> Problem description: Can you reproduce the items word for word, from the very first line down to the line containing "pixel 270 278", with both of those lines included?

═══ Data provided ═══

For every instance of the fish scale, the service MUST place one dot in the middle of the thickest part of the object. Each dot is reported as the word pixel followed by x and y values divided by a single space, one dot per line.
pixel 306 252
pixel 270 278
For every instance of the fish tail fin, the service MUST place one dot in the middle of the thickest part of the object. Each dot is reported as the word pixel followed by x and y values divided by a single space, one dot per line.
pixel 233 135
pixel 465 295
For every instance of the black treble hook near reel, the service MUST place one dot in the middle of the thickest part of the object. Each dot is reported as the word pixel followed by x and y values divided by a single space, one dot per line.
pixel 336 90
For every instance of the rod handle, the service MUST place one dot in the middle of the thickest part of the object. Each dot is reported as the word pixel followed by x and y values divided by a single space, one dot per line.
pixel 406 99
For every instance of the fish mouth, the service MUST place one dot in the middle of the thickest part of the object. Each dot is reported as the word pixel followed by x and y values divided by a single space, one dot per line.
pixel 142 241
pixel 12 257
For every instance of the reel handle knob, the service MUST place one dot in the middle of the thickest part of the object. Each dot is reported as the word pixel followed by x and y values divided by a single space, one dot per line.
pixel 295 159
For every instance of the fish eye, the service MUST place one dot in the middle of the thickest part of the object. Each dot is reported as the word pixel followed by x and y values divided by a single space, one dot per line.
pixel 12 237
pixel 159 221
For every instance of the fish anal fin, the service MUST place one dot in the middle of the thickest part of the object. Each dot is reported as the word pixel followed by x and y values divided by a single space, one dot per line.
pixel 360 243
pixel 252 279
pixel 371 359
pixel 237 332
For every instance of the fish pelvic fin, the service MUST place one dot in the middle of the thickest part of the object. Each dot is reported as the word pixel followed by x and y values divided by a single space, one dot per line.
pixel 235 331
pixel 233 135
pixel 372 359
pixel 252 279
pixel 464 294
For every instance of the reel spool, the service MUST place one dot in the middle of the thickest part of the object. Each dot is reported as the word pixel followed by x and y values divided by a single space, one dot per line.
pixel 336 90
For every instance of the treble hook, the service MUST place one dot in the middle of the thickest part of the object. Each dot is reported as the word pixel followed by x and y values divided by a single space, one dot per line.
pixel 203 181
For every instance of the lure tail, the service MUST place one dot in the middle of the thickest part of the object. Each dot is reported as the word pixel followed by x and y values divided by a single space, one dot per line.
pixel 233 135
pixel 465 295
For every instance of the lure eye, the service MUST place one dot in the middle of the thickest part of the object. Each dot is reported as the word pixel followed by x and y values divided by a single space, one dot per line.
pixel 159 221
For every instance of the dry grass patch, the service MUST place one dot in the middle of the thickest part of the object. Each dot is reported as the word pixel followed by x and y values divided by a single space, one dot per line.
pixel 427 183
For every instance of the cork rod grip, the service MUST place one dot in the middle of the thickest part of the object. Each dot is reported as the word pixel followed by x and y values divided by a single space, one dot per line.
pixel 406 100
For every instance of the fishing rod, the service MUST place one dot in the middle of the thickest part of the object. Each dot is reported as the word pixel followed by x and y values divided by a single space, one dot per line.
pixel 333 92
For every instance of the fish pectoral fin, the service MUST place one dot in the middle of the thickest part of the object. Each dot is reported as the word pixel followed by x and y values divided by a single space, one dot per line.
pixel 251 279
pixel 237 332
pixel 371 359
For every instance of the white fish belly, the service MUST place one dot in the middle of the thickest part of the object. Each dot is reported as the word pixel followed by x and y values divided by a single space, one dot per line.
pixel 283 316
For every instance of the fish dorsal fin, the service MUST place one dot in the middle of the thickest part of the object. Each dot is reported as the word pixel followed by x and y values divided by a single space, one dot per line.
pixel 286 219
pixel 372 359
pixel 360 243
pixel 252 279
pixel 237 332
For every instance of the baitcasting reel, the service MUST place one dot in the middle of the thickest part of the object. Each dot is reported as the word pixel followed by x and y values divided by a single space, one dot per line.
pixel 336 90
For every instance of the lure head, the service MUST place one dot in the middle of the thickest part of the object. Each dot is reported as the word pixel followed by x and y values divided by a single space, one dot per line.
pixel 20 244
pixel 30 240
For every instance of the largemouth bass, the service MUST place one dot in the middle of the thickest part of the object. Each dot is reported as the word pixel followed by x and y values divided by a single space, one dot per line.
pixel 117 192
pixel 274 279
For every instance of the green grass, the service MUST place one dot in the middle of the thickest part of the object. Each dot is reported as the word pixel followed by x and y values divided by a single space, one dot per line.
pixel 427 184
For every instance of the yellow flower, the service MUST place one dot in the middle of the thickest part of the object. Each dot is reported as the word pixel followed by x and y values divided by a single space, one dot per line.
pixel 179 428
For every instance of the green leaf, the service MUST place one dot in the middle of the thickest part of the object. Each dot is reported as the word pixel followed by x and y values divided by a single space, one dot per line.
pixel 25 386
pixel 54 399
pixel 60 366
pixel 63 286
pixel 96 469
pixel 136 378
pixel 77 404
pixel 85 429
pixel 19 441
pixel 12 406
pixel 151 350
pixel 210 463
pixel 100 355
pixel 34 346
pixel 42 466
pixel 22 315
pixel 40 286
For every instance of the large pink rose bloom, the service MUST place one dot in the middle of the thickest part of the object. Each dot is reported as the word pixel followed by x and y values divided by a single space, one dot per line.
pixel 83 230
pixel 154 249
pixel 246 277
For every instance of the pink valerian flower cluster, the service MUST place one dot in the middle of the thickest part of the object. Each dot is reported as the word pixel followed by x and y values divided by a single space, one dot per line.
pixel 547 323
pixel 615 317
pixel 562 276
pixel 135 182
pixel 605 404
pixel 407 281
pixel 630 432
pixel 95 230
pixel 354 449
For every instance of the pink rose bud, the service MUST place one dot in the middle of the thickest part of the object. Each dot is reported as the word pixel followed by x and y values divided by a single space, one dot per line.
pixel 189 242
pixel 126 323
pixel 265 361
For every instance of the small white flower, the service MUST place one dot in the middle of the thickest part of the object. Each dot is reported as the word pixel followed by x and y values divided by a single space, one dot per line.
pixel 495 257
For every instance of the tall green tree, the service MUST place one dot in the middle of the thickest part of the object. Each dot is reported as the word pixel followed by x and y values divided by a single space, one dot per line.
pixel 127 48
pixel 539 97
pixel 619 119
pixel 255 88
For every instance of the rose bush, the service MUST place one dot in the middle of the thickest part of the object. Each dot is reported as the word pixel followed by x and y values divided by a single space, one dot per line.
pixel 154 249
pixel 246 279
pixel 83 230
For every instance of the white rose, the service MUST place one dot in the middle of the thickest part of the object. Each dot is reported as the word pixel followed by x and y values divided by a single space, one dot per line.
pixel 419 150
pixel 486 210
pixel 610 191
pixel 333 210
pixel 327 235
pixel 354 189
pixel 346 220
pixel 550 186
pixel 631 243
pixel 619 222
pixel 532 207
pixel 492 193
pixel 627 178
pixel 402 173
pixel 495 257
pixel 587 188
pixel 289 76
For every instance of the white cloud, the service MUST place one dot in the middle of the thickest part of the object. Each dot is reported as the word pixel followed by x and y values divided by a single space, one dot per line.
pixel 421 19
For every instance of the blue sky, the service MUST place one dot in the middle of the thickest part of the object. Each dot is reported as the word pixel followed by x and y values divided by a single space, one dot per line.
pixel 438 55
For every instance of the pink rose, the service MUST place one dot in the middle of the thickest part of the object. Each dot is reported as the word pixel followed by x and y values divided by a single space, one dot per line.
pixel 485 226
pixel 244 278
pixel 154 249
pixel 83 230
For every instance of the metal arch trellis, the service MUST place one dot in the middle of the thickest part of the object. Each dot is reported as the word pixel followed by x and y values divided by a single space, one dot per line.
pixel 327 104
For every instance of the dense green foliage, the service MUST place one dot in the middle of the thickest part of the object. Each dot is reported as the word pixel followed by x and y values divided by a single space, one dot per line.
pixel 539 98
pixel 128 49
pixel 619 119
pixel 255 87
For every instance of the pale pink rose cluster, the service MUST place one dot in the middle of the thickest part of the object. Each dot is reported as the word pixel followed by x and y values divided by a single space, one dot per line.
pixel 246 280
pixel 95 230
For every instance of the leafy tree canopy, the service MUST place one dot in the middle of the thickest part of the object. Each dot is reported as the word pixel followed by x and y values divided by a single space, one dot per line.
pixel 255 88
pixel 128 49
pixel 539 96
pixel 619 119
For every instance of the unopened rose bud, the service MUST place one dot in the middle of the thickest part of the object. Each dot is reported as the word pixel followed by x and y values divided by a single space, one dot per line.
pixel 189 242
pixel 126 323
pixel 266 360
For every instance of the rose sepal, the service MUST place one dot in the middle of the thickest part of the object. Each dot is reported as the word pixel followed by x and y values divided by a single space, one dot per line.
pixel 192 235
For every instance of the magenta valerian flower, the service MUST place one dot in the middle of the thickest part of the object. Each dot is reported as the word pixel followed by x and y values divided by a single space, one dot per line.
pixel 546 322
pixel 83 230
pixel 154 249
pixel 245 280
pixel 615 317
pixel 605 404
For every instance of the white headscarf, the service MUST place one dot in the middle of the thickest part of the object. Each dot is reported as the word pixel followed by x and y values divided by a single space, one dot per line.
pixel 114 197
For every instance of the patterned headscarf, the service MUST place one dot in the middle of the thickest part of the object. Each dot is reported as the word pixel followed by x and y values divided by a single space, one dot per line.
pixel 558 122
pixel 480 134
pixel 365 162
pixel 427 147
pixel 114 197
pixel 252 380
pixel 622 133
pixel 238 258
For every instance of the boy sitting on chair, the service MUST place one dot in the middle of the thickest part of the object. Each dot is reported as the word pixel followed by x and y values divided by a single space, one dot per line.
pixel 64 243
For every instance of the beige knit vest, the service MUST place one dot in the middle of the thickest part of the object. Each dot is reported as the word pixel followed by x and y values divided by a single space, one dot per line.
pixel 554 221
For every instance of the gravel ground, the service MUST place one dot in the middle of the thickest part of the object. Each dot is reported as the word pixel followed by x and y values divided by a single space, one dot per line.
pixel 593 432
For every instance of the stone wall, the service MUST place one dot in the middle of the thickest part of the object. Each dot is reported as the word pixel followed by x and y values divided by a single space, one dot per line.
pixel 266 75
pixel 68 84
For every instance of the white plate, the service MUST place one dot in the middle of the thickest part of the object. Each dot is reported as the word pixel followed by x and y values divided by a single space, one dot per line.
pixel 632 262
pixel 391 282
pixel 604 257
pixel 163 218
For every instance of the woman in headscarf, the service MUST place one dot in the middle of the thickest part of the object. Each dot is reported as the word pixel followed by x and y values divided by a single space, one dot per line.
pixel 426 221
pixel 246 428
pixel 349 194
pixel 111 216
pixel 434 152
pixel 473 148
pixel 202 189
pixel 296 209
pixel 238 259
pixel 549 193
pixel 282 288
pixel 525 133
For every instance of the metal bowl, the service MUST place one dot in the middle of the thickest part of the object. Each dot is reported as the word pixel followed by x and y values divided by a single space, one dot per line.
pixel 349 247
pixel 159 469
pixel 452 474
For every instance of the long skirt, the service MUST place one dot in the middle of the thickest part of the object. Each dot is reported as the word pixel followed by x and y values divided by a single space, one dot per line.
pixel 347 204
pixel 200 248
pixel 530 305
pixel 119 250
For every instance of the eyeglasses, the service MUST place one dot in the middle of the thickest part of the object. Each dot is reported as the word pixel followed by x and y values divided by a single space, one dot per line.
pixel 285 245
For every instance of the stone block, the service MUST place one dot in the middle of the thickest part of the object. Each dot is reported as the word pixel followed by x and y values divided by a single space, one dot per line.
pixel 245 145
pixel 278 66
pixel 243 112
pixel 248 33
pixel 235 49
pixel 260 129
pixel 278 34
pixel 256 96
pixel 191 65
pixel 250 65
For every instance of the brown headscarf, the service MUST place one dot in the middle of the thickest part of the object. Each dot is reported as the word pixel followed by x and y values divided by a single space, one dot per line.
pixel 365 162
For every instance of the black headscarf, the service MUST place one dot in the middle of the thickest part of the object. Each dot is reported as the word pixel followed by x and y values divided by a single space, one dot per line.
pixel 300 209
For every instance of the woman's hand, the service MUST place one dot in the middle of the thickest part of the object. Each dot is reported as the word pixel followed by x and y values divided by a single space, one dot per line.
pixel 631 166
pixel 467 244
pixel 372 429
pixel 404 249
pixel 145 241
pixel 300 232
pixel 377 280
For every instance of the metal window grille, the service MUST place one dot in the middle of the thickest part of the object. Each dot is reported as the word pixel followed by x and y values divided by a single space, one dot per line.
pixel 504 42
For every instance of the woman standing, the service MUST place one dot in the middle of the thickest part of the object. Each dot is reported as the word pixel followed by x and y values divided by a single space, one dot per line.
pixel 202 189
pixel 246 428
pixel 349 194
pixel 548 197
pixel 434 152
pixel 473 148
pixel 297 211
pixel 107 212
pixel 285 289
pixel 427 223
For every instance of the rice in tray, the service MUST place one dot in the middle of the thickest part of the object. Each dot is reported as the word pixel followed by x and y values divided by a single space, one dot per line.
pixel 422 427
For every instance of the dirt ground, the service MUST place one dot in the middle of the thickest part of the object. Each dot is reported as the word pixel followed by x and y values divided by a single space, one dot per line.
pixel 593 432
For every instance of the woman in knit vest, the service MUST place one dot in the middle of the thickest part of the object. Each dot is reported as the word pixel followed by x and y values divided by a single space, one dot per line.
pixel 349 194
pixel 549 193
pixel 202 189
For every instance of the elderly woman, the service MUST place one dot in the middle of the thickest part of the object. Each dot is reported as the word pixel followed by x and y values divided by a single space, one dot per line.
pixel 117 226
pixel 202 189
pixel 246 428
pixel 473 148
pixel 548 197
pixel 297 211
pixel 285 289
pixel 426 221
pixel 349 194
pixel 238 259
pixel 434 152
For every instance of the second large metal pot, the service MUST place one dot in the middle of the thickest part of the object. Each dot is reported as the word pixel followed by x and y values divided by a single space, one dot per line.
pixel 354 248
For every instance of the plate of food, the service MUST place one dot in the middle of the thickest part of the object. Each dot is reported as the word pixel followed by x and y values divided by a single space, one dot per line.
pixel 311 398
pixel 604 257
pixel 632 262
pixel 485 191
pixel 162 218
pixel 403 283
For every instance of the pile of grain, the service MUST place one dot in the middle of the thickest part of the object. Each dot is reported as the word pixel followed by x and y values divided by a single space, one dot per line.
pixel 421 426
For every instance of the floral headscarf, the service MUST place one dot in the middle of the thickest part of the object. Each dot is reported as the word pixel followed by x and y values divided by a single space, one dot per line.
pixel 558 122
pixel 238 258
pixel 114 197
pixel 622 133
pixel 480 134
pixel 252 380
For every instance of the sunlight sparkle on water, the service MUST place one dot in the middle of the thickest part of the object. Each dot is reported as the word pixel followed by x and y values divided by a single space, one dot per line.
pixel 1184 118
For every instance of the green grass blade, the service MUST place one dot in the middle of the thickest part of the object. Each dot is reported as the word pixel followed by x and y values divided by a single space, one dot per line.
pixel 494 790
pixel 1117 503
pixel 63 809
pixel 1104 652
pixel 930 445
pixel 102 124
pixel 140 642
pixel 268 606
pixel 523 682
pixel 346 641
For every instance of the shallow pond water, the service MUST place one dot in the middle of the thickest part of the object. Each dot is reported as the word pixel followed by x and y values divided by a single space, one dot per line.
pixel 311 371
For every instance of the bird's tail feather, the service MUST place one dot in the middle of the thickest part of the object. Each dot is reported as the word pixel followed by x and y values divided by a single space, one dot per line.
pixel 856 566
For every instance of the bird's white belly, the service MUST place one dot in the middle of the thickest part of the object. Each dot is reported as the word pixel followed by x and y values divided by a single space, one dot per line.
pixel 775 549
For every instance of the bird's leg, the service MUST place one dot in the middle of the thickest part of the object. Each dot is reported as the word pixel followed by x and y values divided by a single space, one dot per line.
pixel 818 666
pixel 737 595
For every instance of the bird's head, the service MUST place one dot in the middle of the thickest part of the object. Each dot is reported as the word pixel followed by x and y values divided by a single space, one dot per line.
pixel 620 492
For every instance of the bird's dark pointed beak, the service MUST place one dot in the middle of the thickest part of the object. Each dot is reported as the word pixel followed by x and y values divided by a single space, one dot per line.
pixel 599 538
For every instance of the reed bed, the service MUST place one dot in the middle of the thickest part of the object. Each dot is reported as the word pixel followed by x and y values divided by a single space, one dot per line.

═══

> Exercise answer:
For every instance of the fish scale, the service MUST place one dot in the middle of the thickest part of the object. Each dot is reported as the word pixel followed by x and y values divided by a single space, one dot per line.
pixel 306 252
pixel 270 278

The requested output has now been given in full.